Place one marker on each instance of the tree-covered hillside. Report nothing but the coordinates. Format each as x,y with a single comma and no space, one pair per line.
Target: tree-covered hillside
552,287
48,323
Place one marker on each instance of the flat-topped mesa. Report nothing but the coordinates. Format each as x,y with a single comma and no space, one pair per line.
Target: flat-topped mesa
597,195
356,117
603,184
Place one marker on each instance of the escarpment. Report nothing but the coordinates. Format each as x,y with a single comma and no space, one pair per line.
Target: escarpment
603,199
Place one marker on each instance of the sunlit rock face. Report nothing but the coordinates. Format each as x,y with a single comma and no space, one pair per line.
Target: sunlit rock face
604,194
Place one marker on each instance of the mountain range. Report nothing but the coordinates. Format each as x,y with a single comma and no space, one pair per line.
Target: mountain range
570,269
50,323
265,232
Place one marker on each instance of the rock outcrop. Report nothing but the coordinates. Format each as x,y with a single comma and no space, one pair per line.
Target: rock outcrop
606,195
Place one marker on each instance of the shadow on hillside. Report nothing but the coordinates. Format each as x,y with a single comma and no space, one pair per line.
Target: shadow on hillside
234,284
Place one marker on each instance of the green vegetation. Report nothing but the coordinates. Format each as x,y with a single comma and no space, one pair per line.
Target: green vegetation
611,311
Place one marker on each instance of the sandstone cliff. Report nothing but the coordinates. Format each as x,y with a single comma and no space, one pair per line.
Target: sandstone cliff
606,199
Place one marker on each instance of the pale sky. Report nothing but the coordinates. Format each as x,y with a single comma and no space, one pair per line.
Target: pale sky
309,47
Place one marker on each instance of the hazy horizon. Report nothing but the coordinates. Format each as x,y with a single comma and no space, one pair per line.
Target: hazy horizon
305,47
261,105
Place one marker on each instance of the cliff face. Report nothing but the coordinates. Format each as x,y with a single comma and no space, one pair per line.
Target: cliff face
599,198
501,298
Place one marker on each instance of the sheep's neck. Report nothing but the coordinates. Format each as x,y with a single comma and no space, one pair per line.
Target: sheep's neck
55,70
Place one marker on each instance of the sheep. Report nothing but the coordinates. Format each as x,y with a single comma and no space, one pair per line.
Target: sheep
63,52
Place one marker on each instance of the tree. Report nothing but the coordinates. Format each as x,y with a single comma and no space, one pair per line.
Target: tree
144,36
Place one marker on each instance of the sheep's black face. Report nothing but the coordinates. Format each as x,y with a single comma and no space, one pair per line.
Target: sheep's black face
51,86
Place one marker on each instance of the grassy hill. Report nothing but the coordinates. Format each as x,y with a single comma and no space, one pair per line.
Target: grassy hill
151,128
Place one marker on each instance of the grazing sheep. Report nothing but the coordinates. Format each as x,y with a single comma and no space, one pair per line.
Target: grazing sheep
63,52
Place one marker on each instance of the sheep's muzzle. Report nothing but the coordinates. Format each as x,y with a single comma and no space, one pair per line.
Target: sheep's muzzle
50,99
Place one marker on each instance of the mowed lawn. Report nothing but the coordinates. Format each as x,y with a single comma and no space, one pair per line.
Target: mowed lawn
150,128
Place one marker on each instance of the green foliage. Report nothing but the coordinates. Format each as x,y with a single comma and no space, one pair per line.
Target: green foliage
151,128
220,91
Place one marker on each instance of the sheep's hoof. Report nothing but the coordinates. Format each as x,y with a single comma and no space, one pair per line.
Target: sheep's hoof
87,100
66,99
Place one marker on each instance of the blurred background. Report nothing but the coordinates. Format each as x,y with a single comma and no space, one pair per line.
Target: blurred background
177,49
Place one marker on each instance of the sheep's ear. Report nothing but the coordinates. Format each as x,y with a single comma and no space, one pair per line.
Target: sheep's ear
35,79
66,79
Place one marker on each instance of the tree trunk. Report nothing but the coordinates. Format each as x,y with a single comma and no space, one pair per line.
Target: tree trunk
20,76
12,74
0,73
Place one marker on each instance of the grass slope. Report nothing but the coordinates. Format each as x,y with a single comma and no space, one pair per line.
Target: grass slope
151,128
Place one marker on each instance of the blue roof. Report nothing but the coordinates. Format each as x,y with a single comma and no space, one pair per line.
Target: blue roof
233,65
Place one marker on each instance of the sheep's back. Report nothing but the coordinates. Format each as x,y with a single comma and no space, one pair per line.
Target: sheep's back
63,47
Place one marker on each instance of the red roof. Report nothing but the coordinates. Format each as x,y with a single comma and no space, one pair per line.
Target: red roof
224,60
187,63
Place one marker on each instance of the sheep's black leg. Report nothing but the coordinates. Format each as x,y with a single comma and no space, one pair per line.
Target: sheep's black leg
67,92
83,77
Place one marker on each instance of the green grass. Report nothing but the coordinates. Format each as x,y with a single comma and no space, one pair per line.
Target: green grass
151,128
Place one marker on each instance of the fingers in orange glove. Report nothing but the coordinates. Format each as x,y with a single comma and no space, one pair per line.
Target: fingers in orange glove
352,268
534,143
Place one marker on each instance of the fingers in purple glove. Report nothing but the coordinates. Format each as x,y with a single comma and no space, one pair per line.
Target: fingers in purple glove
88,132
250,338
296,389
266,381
^^^^^^^^
* Task instructions *
Retype every one of the rows above, keeping each line identical to the original.

* Exercise response *
Place one marker on each instance of the tree-covered hillside. Report nothing but the coordinates. Format each as x,y with a single comma and no space, one pair per line.
Target: tree-covered hillside
552,287
48,323
Place one marker on each instance of the flat-topped mesa. Report nothing but the coordinates. Format each as x,y with a single comma and no space, one pair per line.
Target: flat-topped mesa
597,195
356,117
603,184
Place one marker on each instance of the escarpment. Report nothing but the coordinates. Format each as x,y with a single comma and no space, one pair per line.
Target: escarpment
603,199
Place one marker on each instance of the sunlit rock face. Report nothing but the coordinates. Format each as x,y with a single comma and no space, one pair per line.
Target: sunlit rock face
604,194
Place one marker on each instance of the mountain range. Report nothing but the coordinates. Format each as x,y with a single comma and no space, one pair per line.
Target: mountain range
570,269
50,323
265,232
Place one marker on each instance of the rock outcrop. Report nothing but the coordinates. Format each as x,y with a single comma and no space, one pair per line.
Target: rock outcrop
606,195
Place one marker on each instance of the shadow on hillside. Report nothing but the coordinates. Format each as x,y with a single comma and no space, one pair per line.
Target: shadow on hillside
234,284
Place one marker on each instance of the green vegetation. Report nothing but the coordinates. Format each as x,y with a single comma and no space, one pair per line.
Target: green vegetation
611,311
Place one marker on each instance of the sandstone cliff. Report nothing but the coordinates. Format each as x,y with a single comma and no space, one pair per line.
Target: sandstone cliff
606,199
Place one marker on each instance of the pale sky. Report nothing but the coordinates. Format each as x,y with a single comma and no space, one pair per line.
Target: pale sky
309,47
Place one marker on each instance of the hazy horizon. Report nothing but the coordinates. Format each as x,y with a single comma and no space, one pair per line.
Target: hazy horizon
305,47
261,105
Place one marker on each instance of the cliff face. Report nothing but the coordinates. Format each as x,y with a single comma and no space, one pair per line.
Target: cliff face
599,198
501,298
Place one marker on each instance of the sheep's neck. Report nothing but the coordinates. Format each as x,y with a single comma and no space, one pair per line.
Target: sheep's neck
55,70
Place one marker on each instance of the sheep. Report nothing but the coordinates. Format each as x,y with a single comma and no space, one pair per line.
Target: sheep
63,52
Place one marker on each instance of the tree. Report nothing but the coordinates. Format each as x,y with a single comma and no space, one pair per line.
Target: tree
144,36
Place one marker on each instance of the sheep's black face. Report nothing but the coordinates. Format each as x,y with a single comma and no space, one pair per line.
Target: sheep's black face
51,86
Place one marker on each instance of the grassy hill. Report nothing but the coordinates. Format each as x,y with a single comma and no space, one pair per line.
Target: grassy hill
151,128
Place one marker on each instance of the grazing sheep. Report nothing but the coordinates. Format each as x,y with a single comma and no space, one pair per line.
Target: grazing sheep
63,52
Place one marker on each instance of the sheep's muzzle. Report nothing but the coordinates. Format each as x,y with a single comma and no space, one pair per line.
Target: sheep's muzzle
50,99
Place one marker on each instance of the mowed lawn. Report nothing but the coordinates. Format each as x,y with a single comma and no space, one pair per line.
Target: mowed lawn
150,128
Place one marker on each instance of the green foliage. Report nothing but the coordinates. Format each as x,y with a single comma and no space, one pair per line.
Target: green foliage
151,128
220,91
Place one marker on each instance of the sheep's hoof. Report nothing but the coordinates. Format each as x,y with a single comma and no space, one pair per line.
Target: sheep's hoof
87,100
66,99
Place one marker on each instance of the blurred background. Report nothing but the coordinates. Format each as x,y with a single comma and no space, one pair per line.
Target: blurred background
177,49
Place one marker on each instance of the sheep's ear. Report nothing but the coordinates. Format each as x,y with a single comma and no space, one pair per line.
Target: sheep's ear
35,79
66,79
Place one marker on each instance of the tree trunk. Report nothing but the coordinates. Format each as x,y with a single comma and no space, one pair per line.
Target: tree trunk
20,76
12,74
0,73
Place one marker on each instance of the grass slope. Report nothing but the coordinates. Format each as x,y with a single comma and no space, one pair per line.
Target: grass slope
151,128
Place one marker on each instance of the blue roof. Report nothing but the coordinates. Format each as x,y with a single comma and no space, one pair per line.
Target: blue roof
233,65
Place one marker on each instance of the sheep's back. Report nothing but the coordinates. Format each as x,y with a single comma and no space, one pair per line.
Target: sheep's back
63,47
Place one marker on each instance of the red roof. Report nothing but the coordinates. Format each as x,y with a single comma and no space, one pair per line.
Target: red roof
224,60
187,63
Place one marker on each instance of the sheep's black leg. Report nothing but the coordinates. Format each as x,y with a single comma and no space, one pair per line.
Target: sheep's black leg
67,92
83,77
Place one marker on each instance of the green grass. Report nothing but the coordinates. Format each as x,y with a single comma and no space, one pair per line.
Target: green grass
151,128
Place one marker on each instance of the fingers in orange glove. Report nothing but the coordinates. Format each as x,y with a single comma and no space, one pair per line.
Target: fingers in orange glove
352,268
534,143
Place one marker on each instance of the fingers in purple glove. Report nothing but the coordinates. Format each as x,y with a single comma and no space, one pair per line.
Target: fingers in purple glove
88,132
250,338
296,389
266,381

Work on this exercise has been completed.